# Excerpt to read
____
We did not change the PyLaia architecture but we took it as a framework to train a new model. We first pre-train a model on the IAM dataset[5]. The IAM dataset is a gold standart dataset for HTR. Then we took the model as starting point to train on a specific dataset made from hand-written text from venice. This process is called transfer learning. To evaluate our models we used two standards metrics for HTR systems. We used the Word Error Rate (WER) and the Character Error Rate (CER).

We applied some pre-processing before feeding the patches to the HTR model. We used the pre-processing techniques that are used in PyLaia. The first thing is to enhance the image. It is done by applying some traditional computer vision techniques to remove the background and clean the patches. Then we resize the patches have the same height.

Then we can feed the patches in our system. These pre-processing steps are used before training but also on the patched extracted in step 2 when we use the HTR. We save the output in csv files containing 2 columns : the name of the patch and the text recognized by the HTR.

Fig. 5: The patch extracted in step 2 is first preprocessed and then the HTR recognize the text in the patch. This patch is taken from the 2nd page of the first register (reg-1_0004_002).

Step 4 - Sommarioni matching

The fourth step consists of the actual matching. It takes as input the text recognized by the HTR with some data about the patch itself coming from the step 2 and the excel file containing the transcription. The goal of this step is to establish a mapping between the images and the excel file.

Challenges

The main challenges comes from the fact that there are errors and inconsistencies from every previous steps that we need to correct or mitigate. This is is during the implementation of this part that we really realized some special cases that are in the Sommarioni. The detected special cases are the following :

• Coverta, anteporta and incipit
• Blank tables : tables that contain no data.
____
(Saved data entries)
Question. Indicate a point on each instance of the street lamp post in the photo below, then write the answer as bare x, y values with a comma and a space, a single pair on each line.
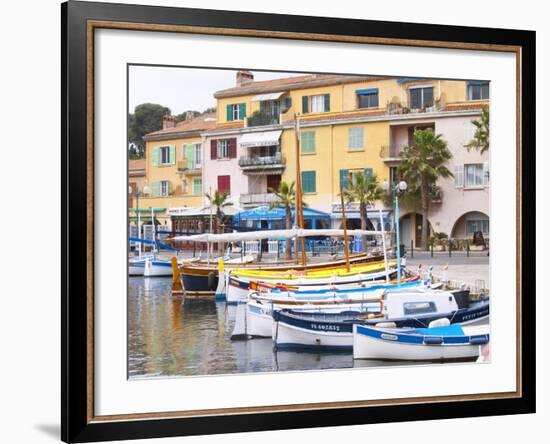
144, 192
396, 188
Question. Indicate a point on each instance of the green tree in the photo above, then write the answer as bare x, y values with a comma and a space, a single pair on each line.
145, 119
481, 136
219, 200
286, 199
183, 116
421, 165
364, 189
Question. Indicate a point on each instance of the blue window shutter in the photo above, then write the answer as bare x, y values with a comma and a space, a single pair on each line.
229, 110
305, 104
155, 189
172, 154
344, 176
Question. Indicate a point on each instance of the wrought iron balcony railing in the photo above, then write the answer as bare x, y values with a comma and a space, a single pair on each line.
276, 160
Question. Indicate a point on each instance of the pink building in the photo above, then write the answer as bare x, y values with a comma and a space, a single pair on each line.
460, 205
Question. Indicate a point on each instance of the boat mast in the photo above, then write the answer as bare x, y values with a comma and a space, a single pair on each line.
344, 223
382, 229
299, 212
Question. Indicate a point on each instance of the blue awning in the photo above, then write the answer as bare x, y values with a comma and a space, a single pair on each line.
363, 92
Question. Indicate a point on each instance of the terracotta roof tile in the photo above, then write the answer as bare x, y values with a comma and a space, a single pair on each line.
136, 164
289, 83
204, 122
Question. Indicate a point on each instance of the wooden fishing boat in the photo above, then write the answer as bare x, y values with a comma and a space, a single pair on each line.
255, 319
204, 277
238, 282
451, 342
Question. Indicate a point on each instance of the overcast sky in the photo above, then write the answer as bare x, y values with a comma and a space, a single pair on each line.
182, 89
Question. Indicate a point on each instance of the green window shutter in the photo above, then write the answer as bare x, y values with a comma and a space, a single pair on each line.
309, 182
308, 142
344, 176
229, 109
305, 104
172, 154
189, 156
327, 102
155, 189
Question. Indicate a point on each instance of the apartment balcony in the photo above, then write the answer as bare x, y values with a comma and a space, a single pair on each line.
262, 164
263, 119
189, 169
393, 108
392, 153
257, 199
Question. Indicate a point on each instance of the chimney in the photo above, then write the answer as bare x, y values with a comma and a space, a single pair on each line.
244, 77
168, 121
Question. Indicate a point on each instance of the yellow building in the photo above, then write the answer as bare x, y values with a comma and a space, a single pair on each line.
173, 167
347, 124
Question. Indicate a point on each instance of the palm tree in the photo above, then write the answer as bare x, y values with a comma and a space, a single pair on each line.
220, 201
421, 165
286, 199
363, 188
481, 136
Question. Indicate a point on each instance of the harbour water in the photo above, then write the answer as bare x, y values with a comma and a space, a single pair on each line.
172, 336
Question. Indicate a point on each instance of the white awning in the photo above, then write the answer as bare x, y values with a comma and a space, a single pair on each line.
265, 138
272, 234
270, 96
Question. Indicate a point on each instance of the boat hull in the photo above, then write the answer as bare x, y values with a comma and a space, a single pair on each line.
157, 268
385, 344
203, 277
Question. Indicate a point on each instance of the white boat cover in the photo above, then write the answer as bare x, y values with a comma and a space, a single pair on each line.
272, 234
262, 138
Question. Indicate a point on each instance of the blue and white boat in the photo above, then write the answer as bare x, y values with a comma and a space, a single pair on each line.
293, 329
451, 342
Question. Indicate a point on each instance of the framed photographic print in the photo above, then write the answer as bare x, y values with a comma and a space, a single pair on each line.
277, 221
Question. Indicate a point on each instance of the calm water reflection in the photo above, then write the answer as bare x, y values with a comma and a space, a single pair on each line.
170, 336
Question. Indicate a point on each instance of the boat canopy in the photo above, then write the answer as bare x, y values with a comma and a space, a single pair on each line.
254, 217
272, 234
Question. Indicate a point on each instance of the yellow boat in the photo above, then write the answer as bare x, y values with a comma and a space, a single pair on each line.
340, 270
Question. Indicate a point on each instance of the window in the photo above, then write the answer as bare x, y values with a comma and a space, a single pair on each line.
413, 308
478, 90
197, 186
421, 97
308, 142
198, 155
235, 111
164, 155
164, 188
473, 175
316, 104
224, 184
355, 138
474, 225
367, 98
223, 149
309, 184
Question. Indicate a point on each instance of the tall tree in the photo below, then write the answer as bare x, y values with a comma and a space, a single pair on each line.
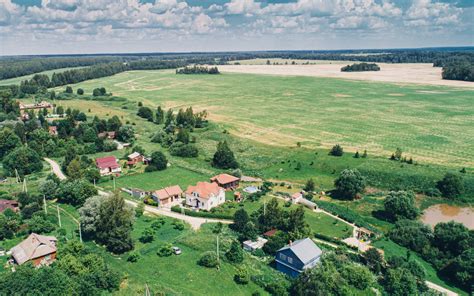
____
# Short problem 1
List the inputs that the matching step takes, according to the excerpt on handwritten text recognition for the Sommarioni.
# Short problem 2
Continue the excerpt on handwritten text recognition for the Sommarioni, picking up right after its final sentence.
These lines are separate material, apart from the excerpt on handwritten text recognition for the Sommarioni.

# Output 1
- The text recognized by the HTR
- Data about the patch itself coming from step 2
- The excel file containing the transcription

# Output 2
• Special tables

The errors and inconsistencies from the previous steps are the following :

• Columns numbers errors (from step 2)
• HTR errors (from step 3)
• Patches do not contain a full cell of the table

During this step we also realized some facts in the transcription excel file :

• The Excel file is not completely sequential
• Register 7 is not transcribed in the Excel File

Data wrangling and cleaning

To handle those challenges we tried to clean the data and also correct/normalize the data that could be fixed based on a statistical analysis. Coverta, anteporta and incipit are simple to handle. The naming of the images of the Sommarionni allow us to just remove them and not take them into account. For the blank tables, the special tables and for the column numbers errors we take a statistical approach to handle them. The full exploratory data analysis is available on github.

From step 2, we have the column numbers of each patch, and from step 3 we have string of characters for each patch. Taking those information we make feature vectors representing a page. The dimension of the feature vector is equal to the number of columns detected in the page. Each component is equal to the average length of the string of characters for this column in this page. The valid tables are really similar and the tables being a way to structure information, we can indeed see patterns in our representation of pages.

To analyse the feature vectors we visualized them using PCA. The PCA plot per register show us a big cluster. However, we are only able to clearly define two cluster. We tried several clustering algorithm and also two projections techniques (PCA and tSNE). The valid cluster containing valid pages without column errors and another cluster of outliers spread in the space. The Figure 6 illustrates this with register 01.

The blank page, special pages have clearly a different distribution of average string length per column. For error of columns this is a bit more tricky to detect. The errors of columns are often a complete shift of the column. A shift to the right occurs when there is an extra column detected in the left of the image. This could be because in the photograph we can see something else in the left. A shift to the left is the opposite. It is when the first column detected is directly the first column of data.

We want to fix the shifted pages and then to be able to remove only the blank and special pages. We first cluster the features vectors in two clusters using KMeans algorithm. After this first step we iterate on the vectors that are in the cluster marked as outlier. We shift the vector to the left and to the right. We then observe if the shifted vectors is now in the correct cluster. If it is the case, we fix the column number for every patches of the page.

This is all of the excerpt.